▶ [Exercise materials]
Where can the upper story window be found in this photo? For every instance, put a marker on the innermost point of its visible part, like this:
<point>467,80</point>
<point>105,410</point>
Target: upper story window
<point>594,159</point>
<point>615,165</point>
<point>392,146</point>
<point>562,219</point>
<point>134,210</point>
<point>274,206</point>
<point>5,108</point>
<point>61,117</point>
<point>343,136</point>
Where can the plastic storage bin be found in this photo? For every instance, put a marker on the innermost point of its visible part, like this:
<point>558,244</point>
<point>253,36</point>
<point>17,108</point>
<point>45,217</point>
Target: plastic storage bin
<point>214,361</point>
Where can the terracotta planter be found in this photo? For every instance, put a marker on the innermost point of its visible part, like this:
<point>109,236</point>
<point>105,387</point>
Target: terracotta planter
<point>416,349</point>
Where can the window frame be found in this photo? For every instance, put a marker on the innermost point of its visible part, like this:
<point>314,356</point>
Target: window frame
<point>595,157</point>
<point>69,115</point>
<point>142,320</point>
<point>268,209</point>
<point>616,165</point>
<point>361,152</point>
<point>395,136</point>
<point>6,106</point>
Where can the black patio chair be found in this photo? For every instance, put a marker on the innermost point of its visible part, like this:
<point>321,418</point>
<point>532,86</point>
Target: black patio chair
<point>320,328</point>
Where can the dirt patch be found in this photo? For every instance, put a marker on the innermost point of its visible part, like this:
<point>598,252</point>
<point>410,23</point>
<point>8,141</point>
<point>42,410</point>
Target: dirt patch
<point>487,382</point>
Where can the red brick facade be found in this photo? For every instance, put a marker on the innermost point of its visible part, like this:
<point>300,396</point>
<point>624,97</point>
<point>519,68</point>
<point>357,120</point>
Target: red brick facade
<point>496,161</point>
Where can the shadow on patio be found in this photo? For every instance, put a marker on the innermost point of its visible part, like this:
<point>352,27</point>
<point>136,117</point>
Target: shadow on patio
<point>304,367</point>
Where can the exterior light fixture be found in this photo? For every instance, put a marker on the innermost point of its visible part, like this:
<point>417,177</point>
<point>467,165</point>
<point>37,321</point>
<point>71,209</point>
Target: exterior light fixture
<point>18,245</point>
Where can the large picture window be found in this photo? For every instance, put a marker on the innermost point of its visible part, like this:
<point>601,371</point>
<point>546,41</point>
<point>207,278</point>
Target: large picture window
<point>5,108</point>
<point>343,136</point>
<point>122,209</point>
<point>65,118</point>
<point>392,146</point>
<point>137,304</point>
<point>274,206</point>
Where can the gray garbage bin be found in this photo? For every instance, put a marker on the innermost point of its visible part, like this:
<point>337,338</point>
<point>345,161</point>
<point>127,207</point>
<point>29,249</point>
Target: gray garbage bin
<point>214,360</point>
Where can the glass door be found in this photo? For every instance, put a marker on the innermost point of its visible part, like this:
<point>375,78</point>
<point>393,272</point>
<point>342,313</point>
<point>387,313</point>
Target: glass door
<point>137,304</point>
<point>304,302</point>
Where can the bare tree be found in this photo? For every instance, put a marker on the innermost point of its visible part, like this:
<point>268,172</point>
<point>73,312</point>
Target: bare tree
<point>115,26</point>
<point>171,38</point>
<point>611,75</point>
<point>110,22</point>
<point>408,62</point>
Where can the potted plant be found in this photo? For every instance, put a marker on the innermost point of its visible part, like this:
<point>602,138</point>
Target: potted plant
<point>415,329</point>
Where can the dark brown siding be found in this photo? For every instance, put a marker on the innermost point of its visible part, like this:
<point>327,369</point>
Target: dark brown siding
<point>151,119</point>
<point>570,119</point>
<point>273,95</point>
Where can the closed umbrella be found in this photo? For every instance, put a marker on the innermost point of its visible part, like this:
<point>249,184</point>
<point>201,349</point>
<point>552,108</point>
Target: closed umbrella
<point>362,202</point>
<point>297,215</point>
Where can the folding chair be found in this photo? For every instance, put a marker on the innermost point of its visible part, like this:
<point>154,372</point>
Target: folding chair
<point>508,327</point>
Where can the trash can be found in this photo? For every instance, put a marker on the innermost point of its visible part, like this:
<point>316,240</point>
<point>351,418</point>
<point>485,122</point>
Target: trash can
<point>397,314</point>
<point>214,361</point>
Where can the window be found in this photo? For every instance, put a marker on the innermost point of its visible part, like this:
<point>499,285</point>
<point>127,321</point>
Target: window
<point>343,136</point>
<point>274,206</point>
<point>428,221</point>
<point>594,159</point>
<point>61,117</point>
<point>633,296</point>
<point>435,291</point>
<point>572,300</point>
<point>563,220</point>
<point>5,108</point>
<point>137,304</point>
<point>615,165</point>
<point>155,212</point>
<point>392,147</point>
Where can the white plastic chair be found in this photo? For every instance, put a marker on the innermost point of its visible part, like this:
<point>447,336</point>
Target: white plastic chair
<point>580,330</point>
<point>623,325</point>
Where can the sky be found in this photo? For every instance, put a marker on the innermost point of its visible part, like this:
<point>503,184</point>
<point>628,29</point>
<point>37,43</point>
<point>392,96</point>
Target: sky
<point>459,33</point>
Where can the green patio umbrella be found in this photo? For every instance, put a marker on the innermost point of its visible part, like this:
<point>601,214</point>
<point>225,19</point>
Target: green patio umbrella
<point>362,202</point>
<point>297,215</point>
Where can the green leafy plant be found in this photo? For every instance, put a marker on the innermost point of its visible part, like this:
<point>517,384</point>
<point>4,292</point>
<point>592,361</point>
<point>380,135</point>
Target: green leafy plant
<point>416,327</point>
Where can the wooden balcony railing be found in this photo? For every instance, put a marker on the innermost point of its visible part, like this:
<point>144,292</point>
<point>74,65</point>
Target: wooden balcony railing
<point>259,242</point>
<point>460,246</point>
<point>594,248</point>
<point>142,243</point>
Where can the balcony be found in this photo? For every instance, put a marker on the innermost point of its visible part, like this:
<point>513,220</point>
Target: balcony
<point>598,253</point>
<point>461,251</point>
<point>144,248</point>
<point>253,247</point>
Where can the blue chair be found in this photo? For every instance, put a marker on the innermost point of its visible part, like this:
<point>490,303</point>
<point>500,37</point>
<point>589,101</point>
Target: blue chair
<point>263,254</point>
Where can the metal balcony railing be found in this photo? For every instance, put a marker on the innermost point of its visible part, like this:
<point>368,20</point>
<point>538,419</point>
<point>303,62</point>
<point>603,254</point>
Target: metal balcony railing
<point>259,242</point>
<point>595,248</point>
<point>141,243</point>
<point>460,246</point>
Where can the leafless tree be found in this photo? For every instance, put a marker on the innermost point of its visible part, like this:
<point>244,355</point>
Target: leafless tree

▶ [What the task requires] Take the line in which "Where can the balcony" occurs and each subsequent line through the end; give these lines again without alteration.

▶ [Output for this exercise]
Where can the balcony be found in this photo? For every instance, put a marker on the innermost point of its visible part, like this:
<point>513,220</point>
Target: balcony
<point>598,253</point>
<point>461,251</point>
<point>144,248</point>
<point>253,247</point>
Where can the blue chair be found in this photo? For every instance, put a marker on the innermost point of its visible part, like this:
<point>490,303</point>
<point>500,37</point>
<point>589,101</point>
Target: blue chair
<point>263,254</point>
Where can the metal balcony railing be found in this photo? For every instance, put a marker on the innermost point of its visible part, like this:
<point>368,20</point>
<point>538,419</point>
<point>303,62</point>
<point>603,254</point>
Target: metal balcony railing
<point>259,242</point>
<point>595,248</point>
<point>141,243</point>
<point>460,246</point>
Where can the leafless tree be found in this photo? For every instance, put a marker on the innermost point of its visible part, like this:
<point>244,355</point>
Target: leafless tree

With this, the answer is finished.